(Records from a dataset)
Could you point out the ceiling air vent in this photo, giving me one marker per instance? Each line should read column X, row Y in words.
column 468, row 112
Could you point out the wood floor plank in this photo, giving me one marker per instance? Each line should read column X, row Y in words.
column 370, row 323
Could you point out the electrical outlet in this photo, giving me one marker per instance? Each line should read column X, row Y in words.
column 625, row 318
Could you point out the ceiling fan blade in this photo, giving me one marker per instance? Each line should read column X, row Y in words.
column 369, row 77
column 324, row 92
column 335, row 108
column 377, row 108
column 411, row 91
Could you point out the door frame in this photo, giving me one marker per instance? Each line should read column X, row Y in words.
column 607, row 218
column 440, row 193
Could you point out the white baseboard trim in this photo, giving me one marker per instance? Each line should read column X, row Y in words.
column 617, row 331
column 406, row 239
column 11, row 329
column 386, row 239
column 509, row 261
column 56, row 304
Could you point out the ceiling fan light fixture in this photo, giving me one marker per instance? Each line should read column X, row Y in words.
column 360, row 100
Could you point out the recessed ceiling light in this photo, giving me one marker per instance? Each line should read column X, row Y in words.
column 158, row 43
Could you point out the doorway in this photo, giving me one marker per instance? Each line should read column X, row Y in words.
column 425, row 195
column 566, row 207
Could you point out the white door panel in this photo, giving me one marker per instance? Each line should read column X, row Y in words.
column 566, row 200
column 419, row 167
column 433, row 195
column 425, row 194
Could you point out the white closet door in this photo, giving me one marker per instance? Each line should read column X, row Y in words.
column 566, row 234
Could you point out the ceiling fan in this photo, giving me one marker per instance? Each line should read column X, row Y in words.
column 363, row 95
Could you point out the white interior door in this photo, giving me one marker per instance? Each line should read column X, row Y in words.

• _WORK REQUEST_: Print the records above exactly as written.

• _ANSWER TO THE EXERCISE_:
Could you point out the ceiling air vent in this photo, giving me one marker per instance? Each line should read column X, row Y in words.
column 468, row 112
Could you point out the wood floor plank in this photo, giving me one marker per instance? Each line should read column X, row Y in words.
column 370, row 323
Could you point out the electrical outlet in this photo, giving me one marker per instance? Each line should read column X, row Y in words.
column 625, row 318
Could you point out the ceiling fan blade in this photo, giving me one marker per instance? Each line should read column X, row Y in words.
column 369, row 77
column 324, row 92
column 335, row 108
column 377, row 108
column 411, row 91
Could you point out the door frame in this photo, giving me one marker per instance? Each line should read column X, row Y in words.
column 607, row 218
column 440, row 193
Could you point out the white baseboard trim in this photo, giving me one marker per instance? Each line should read column X, row Y in words.
column 617, row 331
column 406, row 239
column 11, row 329
column 386, row 239
column 509, row 261
column 56, row 304
Could you point out the ceiling fan light fixture in this photo, giving me one marker per instance? Each line should read column X, row Y in words.
column 360, row 100
Could you point out the recessed ceiling light in this photo, giving me one marker per instance? Each line should read column X, row Y in words.
column 158, row 43
Could you point out the doorway in this photo, giving me one marker per instance? Each line should read column X, row Y in words.
column 425, row 195
column 566, row 207
Could you point out the white door panel in this photo, giving me one marker per instance? Each line should read column X, row Y in words.
column 566, row 200
column 419, row 167
column 433, row 195
column 425, row 194
Could you point out the white closet door in this photo, giving me one marker per instance? Each line should read column X, row Y in words.
column 566, row 234
Could you point out the ceiling fan in this photo, giving me one marker per instance? Each line should read column X, row Y in words.
column 363, row 95
Could you point out the white interior door in this photo, giving me one marker per instance? Each line should read column X, row Y in words.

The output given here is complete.